[WORK TO DO]:
Exactly reproduce the lines from the line containing "Expected: one point per instance of the dirt" to the end of the data below, inclusive, and nothing else.

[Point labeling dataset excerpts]
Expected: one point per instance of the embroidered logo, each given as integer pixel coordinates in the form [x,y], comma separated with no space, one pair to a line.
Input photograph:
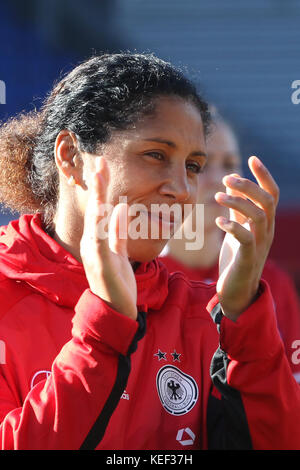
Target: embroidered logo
[177,391]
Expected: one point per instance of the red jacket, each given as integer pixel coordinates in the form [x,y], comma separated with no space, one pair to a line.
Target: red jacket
[287,306]
[76,374]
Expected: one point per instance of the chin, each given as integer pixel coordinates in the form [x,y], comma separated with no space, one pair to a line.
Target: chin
[144,251]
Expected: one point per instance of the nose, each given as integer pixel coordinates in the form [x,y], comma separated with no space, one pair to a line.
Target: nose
[176,186]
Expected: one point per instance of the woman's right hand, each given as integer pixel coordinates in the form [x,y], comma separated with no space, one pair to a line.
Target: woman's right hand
[105,259]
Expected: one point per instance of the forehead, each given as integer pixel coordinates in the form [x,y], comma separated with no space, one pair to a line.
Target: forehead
[173,119]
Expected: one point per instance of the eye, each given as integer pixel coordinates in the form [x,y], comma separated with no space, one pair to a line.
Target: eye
[195,167]
[230,166]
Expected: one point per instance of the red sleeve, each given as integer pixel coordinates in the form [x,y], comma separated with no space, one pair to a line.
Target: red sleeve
[287,307]
[88,377]
[254,373]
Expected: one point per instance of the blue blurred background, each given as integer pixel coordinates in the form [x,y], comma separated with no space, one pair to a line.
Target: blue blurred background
[243,55]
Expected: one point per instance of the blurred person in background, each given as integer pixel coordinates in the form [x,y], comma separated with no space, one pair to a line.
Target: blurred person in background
[224,157]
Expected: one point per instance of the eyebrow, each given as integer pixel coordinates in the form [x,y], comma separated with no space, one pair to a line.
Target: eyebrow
[171,144]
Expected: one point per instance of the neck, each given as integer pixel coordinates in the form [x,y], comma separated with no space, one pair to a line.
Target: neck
[203,258]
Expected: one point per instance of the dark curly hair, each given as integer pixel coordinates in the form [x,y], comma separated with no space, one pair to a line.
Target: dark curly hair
[103,94]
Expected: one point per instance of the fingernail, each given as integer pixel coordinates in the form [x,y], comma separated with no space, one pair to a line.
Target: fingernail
[232,180]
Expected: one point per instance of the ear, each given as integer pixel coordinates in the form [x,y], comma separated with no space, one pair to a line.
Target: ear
[66,151]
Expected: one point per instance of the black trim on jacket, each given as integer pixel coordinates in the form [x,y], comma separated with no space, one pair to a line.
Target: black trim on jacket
[96,433]
[227,425]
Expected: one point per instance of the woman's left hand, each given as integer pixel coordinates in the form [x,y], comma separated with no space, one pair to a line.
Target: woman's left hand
[249,235]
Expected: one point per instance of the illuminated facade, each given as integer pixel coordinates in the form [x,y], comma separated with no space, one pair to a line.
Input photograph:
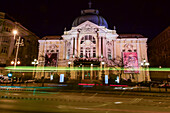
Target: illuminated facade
[90,44]
[7,43]
[159,55]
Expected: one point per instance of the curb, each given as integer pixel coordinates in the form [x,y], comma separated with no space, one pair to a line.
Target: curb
[48,99]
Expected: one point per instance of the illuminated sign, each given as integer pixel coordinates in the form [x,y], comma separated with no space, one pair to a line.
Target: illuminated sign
[9,74]
[117,79]
[130,62]
[106,79]
[51,77]
[61,77]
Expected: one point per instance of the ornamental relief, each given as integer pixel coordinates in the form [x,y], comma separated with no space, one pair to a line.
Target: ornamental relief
[88,29]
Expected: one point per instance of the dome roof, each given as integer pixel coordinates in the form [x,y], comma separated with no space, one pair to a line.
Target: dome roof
[92,16]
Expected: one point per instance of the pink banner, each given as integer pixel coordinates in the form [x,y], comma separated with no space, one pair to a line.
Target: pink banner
[51,59]
[130,61]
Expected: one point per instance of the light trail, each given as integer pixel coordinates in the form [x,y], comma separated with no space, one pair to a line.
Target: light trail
[49,69]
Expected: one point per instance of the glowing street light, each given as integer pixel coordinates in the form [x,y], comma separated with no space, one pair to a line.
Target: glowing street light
[15,32]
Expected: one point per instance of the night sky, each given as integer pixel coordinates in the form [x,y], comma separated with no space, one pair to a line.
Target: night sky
[50,17]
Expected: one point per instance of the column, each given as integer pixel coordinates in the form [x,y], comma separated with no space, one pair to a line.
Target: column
[104,47]
[82,72]
[99,47]
[114,48]
[138,51]
[76,52]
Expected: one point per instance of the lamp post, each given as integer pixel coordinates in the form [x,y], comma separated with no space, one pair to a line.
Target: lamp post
[18,43]
[35,62]
[69,63]
[103,72]
[145,65]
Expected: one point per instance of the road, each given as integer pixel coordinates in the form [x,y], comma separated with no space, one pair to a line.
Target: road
[72,102]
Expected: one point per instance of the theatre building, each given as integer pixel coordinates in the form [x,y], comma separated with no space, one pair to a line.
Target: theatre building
[94,50]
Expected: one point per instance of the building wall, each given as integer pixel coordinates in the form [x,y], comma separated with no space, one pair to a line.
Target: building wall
[159,54]
[27,53]
[105,39]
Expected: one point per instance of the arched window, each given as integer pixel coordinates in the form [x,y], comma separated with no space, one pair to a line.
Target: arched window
[88,43]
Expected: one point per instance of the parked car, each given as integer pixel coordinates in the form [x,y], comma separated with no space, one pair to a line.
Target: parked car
[164,85]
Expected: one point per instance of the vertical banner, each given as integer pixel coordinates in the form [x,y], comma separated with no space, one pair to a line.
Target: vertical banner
[51,59]
[106,79]
[130,61]
[61,77]
[51,77]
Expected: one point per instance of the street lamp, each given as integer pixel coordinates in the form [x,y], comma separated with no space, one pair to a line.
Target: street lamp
[145,65]
[35,62]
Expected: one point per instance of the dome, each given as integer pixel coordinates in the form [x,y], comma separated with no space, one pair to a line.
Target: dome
[92,16]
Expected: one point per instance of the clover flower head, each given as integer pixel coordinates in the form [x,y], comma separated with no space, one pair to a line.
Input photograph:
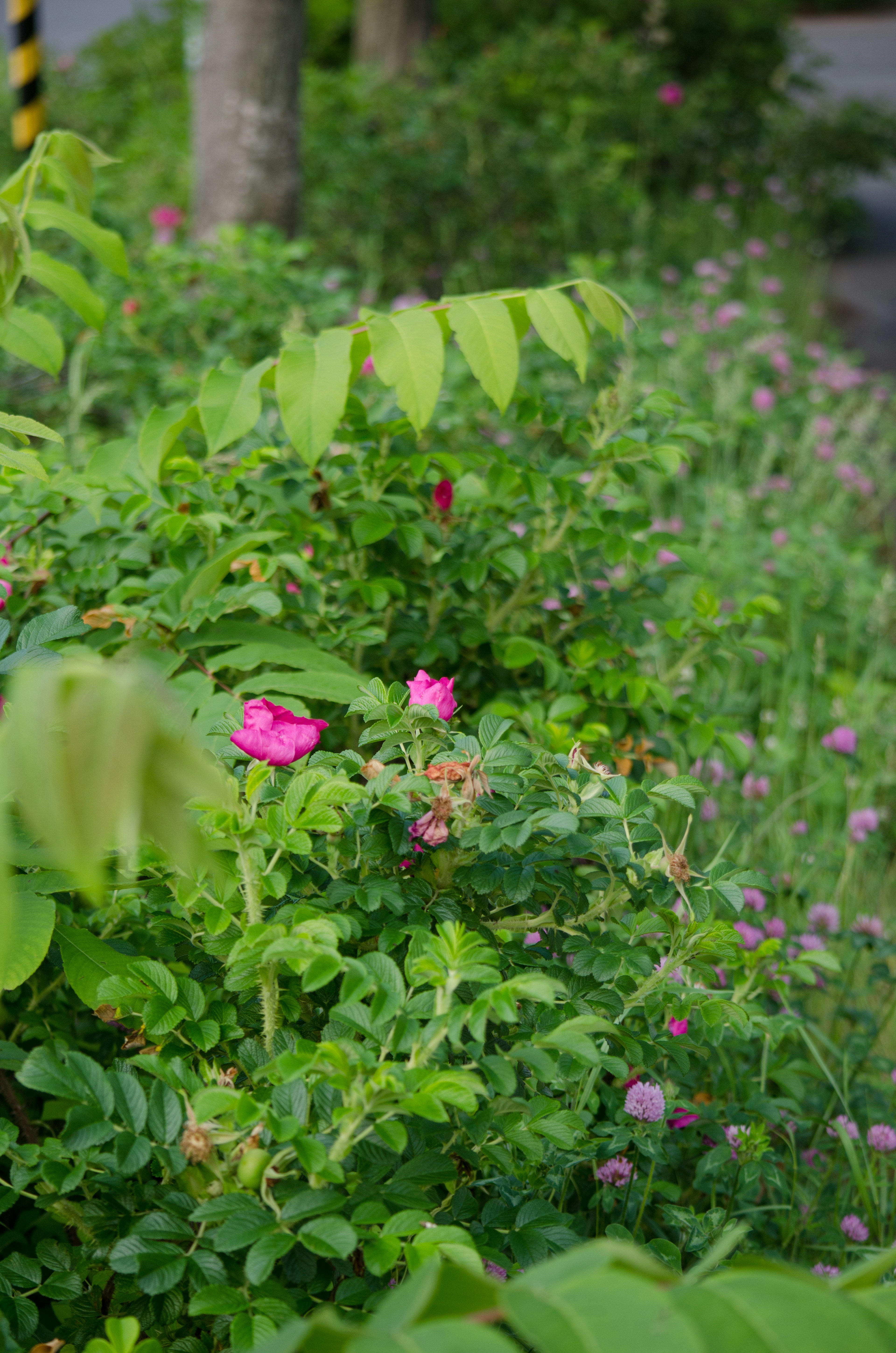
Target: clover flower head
[855,1229]
[616,1172]
[882,1137]
[646,1102]
[825,917]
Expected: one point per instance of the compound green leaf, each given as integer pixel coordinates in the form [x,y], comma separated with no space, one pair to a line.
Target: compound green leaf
[409,354]
[561,325]
[106,245]
[26,929]
[70,286]
[231,402]
[488,339]
[312,385]
[32,339]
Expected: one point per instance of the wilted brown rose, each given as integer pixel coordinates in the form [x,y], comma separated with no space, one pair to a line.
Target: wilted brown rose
[196,1144]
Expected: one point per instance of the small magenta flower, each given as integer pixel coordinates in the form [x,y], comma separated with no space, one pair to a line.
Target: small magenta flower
[841,739]
[426,691]
[863,822]
[646,1102]
[855,1229]
[882,1139]
[681,1118]
[616,1172]
[672,94]
[166,221]
[825,917]
[750,936]
[277,735]
[848,1125]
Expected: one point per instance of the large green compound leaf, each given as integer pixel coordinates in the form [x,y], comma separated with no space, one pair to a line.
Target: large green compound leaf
[312,385]
[26,929]
[488,339]
[70,286]
[88,961]
[409,354]
[32,339]
[106,245]
[231,402]
[560,325]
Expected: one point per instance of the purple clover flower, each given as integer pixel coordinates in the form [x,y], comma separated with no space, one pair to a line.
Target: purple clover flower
[646,1102]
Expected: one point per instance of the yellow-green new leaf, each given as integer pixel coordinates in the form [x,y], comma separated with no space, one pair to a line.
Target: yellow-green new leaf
[26,927]
[488,339]
[70,286]
[312,383]
[33,339]
[25,428]
[231,404]
[608,309]
[409,354]
[25,462]
[162,429]
[106,245]
[561,325]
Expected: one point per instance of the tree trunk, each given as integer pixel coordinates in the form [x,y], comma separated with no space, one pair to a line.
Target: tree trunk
[389,33]
[245,116]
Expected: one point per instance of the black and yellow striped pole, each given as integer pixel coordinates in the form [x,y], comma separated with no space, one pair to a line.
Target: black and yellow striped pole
[25,71]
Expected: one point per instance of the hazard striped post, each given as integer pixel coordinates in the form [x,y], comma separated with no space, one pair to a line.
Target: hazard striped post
[25,71]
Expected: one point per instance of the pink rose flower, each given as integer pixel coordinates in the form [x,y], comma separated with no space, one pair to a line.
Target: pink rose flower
[841,739]
[672,94]
[277,735]
[426,691]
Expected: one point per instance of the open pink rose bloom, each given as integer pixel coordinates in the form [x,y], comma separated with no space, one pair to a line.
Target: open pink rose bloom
[277,735]
[426,691]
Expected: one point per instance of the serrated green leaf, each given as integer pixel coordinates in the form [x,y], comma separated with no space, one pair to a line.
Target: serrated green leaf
[488,339]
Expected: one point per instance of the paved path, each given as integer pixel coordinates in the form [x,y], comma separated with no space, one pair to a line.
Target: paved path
[861,64]
[70,24]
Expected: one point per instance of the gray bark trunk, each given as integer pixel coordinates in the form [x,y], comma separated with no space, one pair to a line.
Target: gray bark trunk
[247,117]
[389,33]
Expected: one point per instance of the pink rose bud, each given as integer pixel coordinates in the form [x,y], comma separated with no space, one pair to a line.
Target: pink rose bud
[672,94]
[277,735]
[426,691]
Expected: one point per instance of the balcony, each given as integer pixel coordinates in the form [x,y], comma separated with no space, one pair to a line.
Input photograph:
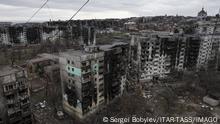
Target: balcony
[23,86]
[14,110]
[11,101]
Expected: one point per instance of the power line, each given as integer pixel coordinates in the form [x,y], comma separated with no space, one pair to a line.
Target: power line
[73,16]
[36,12]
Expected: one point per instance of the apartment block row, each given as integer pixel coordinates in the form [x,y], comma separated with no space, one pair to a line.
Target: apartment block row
[155,55]
[14,96]
[92,77]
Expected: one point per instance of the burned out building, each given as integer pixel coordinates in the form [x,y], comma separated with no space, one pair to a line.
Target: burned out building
[153,55]
[157,54]
[15,101]
[92,77]
[82,76]
[209,32]
[115,68]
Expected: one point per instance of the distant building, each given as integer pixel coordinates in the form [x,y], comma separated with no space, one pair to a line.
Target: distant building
[14,96]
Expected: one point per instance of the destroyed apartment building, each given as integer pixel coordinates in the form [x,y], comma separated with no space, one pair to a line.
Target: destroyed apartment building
[15,101]
[156,55]
[92,77]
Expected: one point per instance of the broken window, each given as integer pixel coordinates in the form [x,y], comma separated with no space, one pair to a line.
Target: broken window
[68,61]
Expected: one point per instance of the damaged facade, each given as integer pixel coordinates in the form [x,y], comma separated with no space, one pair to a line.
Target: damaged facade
[156,55]
[15,101]
[82,75]
[92,77]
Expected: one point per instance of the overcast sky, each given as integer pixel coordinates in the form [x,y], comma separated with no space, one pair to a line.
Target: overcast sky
[21,10]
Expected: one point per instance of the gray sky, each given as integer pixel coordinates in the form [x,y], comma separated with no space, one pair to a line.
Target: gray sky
[21,10]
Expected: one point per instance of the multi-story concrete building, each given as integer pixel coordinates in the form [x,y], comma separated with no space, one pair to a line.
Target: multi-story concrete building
[4,37]
[209,32]
[14,96]
[115,68]
[156,55]
[82,75]
[153,55]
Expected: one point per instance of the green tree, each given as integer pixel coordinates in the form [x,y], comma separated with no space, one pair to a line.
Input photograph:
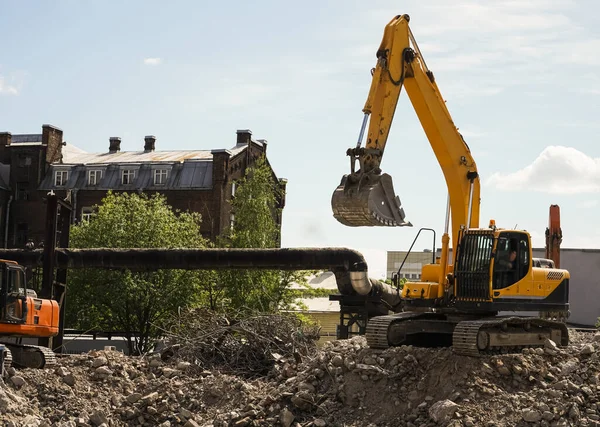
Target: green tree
[255,208]
[134,300]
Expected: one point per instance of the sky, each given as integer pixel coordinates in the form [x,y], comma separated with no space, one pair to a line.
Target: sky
[520,79]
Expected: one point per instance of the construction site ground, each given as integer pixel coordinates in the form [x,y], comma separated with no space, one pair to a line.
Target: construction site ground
[343,383]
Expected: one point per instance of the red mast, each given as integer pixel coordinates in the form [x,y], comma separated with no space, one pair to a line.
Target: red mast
[554,236]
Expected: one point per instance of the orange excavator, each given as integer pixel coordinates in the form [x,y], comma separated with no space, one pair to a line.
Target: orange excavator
[23,315]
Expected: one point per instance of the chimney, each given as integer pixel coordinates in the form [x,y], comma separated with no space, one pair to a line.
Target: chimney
[244,136]
[114,144]
[149,143]
[52,139]
[5,139]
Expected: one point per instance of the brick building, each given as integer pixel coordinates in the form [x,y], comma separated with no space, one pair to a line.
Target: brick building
[201,181]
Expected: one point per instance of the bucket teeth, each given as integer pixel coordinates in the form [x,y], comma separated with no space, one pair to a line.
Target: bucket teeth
[371,204]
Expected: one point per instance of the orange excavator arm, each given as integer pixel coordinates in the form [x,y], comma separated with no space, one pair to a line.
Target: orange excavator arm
[554,235]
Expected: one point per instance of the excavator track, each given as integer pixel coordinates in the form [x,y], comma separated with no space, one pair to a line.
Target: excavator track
[377,331]
[31,356]
[381,332]
[7,359]
[493,336]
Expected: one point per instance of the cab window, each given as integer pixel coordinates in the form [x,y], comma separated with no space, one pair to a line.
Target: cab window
[511,261]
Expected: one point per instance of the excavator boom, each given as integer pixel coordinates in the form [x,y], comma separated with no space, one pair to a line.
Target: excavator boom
[554,236]
[365,196]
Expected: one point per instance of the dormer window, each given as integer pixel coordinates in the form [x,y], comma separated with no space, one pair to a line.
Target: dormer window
[61,178]
[160,176]
[127,176]
[94,176]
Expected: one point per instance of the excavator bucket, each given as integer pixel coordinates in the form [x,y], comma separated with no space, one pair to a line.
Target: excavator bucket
[368,201]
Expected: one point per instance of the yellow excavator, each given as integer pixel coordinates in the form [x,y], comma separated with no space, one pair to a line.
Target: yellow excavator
[462,303]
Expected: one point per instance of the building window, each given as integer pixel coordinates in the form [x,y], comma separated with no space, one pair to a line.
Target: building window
[87,213]
[160,176]
[21,234]
[94,177]
[22,191]
[60,178]
[127,176]
[24,161]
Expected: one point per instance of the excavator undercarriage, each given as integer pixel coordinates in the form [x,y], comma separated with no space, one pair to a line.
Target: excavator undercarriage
[28,356]
[468,335]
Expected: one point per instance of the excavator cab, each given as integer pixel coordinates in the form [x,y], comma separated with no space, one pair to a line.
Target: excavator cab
[12,294]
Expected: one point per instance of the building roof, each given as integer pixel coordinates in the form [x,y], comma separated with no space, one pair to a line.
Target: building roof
[75,156]
[183,176]
[27,139]
[187,169]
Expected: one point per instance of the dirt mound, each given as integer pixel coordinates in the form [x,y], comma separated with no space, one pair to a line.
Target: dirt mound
[342,384]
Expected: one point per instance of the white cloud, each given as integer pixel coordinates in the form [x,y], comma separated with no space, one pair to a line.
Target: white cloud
[7,89]
[557,169]
[152,61]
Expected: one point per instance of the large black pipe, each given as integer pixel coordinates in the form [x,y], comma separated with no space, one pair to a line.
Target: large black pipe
[349,266]
[197,259]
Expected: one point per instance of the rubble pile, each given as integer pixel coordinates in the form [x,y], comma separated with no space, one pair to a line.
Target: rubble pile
[341,384]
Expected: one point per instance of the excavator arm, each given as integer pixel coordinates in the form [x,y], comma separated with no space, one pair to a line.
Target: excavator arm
[366,197]
[554,236]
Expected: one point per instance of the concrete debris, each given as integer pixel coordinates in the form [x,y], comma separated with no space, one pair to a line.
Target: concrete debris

[THE ANSWER]:
Expected: one point per instance of the dirt mound, each given as integer pixel coordinates in the form [x,y], comma separated with no space, one pair to a line.
Target: dirt mound
[342,384]
Expected: one point per instance of the white cloud, each given as integer pixel coordinates in the form [x,y], comma separated with no space, one pair to a line.
Target: white cloud
[7,89]
[557,169]
[152,61]
Expected: one point per instance of the large black pipe, each given as integer pixel coordinates in the form [x,y], comma separated with no space, one pair to a line.
Target: large black pipe
[349,266]
[197,259]
Expected: one point per instance of the rubble pile, each given as integer pixel coordinates in the form [x,y], comma separated with no space, one pair to a line.
Target: rubble pile
[341,384]
Expected: one point per instance of the excavator arm, each given as integer pixel coordinates in the form [x,y], comma separated with no space, one pair to a line.
Target: excavator arm
[366,197]
[554,236]
Expected: one point per instance of the concrete debris, each given as integer pixel coordinates in the form [x,y], comma separated with no space, one pair to a line.
Target: concrete debris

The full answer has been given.